TASKS:
1. Copy out everything in the stubble forum thread from "Hey Matt 3rd" down to "I've got Rodney.".
2. Extend the forum thread about stubble and high seats, picking up from its final line.

SOURCE EXTRACT:
** start **

# Stubble!



## Mattuk (Oct 16, 2010)

At last we have some stubble on the farm! I can see a highseat being moved there and some night out lamping.


----------



## Bigdrowdy1 (Jan 29, 2010)

Hey Matt 3rd pic down. Is that a family sized sofa High seat in the center towards the top of pic? Man yall down that highseat stuff down!!!! Thats 243 cal country in my opinion.


----------



## Mattuk (Oct 16, 2010)

No its an over head road sign on the M11 motorway! .243 is what I've got Rodney.


----------



## Bigdrowdy1 (Jan 29, 2010)

Great cal to shoot My Dad probably is not gonna be very sharing with it LOL. Can you use the sign for a high seat or is that frowned upon?


----------



## Mattuk (Oct 16, 2010)

Yes the police look down on it! But if you fancy coming over, dodging the traffic and climbing it I'll be happy to film it!


----------



## Bigdrowdy1 (Jan 29, 2010)

** end **

DATA LISTING:
** start **

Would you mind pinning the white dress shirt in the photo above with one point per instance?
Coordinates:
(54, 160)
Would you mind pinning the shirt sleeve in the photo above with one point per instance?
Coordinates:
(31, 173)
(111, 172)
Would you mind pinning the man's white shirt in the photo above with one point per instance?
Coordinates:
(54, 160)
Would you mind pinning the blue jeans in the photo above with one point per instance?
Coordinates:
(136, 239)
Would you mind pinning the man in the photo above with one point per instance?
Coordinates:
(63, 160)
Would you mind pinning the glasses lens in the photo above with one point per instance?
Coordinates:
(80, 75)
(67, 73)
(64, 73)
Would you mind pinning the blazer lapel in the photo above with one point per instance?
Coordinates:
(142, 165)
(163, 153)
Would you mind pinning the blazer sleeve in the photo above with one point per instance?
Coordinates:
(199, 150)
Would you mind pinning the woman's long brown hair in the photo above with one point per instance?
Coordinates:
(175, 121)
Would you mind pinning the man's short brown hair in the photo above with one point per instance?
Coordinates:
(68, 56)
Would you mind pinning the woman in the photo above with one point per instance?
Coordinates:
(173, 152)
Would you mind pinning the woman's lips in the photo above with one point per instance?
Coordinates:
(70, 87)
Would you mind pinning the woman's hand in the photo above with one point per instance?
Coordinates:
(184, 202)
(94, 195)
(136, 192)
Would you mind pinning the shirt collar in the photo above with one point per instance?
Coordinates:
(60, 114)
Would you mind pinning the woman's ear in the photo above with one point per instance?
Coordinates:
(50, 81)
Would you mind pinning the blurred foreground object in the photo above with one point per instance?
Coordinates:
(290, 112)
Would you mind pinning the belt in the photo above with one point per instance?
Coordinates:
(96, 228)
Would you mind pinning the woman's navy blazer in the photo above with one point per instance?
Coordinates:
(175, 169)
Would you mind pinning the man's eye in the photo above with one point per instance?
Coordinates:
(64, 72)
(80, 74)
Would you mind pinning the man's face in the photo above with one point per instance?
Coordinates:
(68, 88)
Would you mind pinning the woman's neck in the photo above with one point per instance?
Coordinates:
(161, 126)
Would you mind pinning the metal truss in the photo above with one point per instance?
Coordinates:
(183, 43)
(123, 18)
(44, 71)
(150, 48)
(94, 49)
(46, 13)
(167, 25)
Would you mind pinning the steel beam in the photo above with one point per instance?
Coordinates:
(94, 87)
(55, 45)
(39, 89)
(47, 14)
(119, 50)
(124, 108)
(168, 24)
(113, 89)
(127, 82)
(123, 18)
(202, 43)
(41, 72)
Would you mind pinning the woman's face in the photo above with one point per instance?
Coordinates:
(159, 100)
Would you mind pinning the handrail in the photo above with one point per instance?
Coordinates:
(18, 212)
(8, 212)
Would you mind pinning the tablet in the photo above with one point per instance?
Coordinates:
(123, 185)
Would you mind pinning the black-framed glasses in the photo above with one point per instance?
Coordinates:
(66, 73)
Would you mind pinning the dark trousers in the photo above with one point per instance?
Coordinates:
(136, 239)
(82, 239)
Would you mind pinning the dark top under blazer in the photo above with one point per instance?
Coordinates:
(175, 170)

** end **
** start **

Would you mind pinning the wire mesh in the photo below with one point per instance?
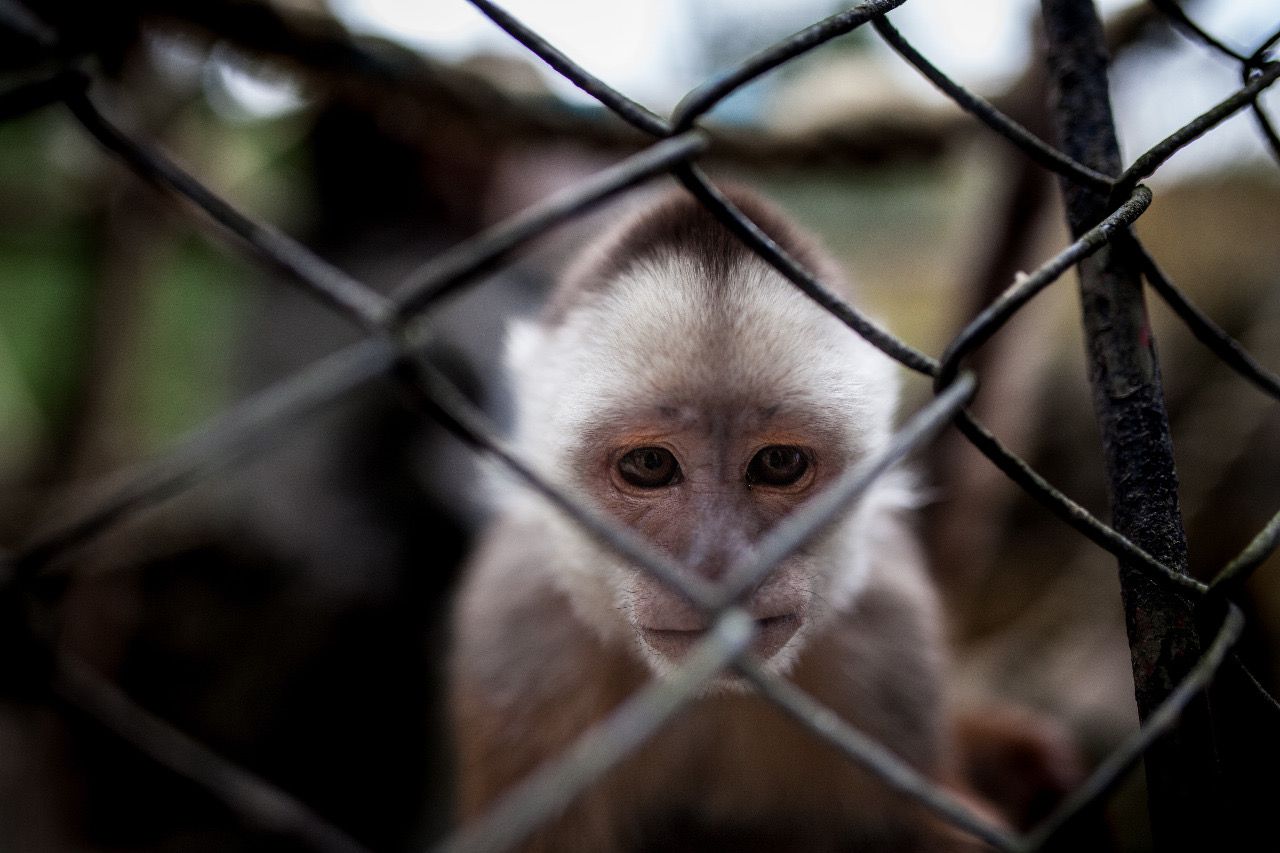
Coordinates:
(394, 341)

** end **

ANSWERS FOR THE TASKS:
1.
Hey Matt 3rd pic down. Is that a family sized sofa High seat in the center towards the top of pic? Man yall down that highseat stuff down!!!! Thats 243 cal country in my opinion.


----------



## Mattuk (Oct 16, 2010)

No its an over head road sign on the M11 motorway! .243 is what I've got Rodney.

2.
my younger days that would have been considered. Nowadays i will wait for the film of someone else doing it. LOL


----------



## youngdon (Mar 10, 2010)

Looks like you got a little rain too. We had some monday....it was raining mud.


----------



## Mattuk (Oct 16, 2010)

Yes thats what stopped them, it was just starting when I was driving round.


----------



## bones44 (Jan 7, 2011)

Well, what are you waiting for ? LOL Are you guys getting any of the heat like we are there?


----------



## Mattuk (Oct 16, 2010)

Its nice this morning but not hot. I'll have a highseat there by tonight!


----------



## bones44 (Jan 7, 2011)

Good for you and good luck !!


----------



## Mattuk (Oct 16, 2010)

Thank you Tom.


----------



## Mattuk (Oct 16, 2010)

This should do the job.


----------



## youngdon (Mar 10, 2010)

Looks like you're in a great spot Matt.


----------



## On a call (Mar 3, 2010)

Looks good to me too...you lucky guy.

What kind of trees are those ?


----------



## Mattuk (Oct 16, 2010)

Yes I think there will be some activity there tonight!

Willow's Brian.


----------



## bones44 (Jan 7, 2011)

Looks like a perfect spot !! Go get em...


----------



## On a call (Mar 3, 2010)

You will need a good lamp on that stand.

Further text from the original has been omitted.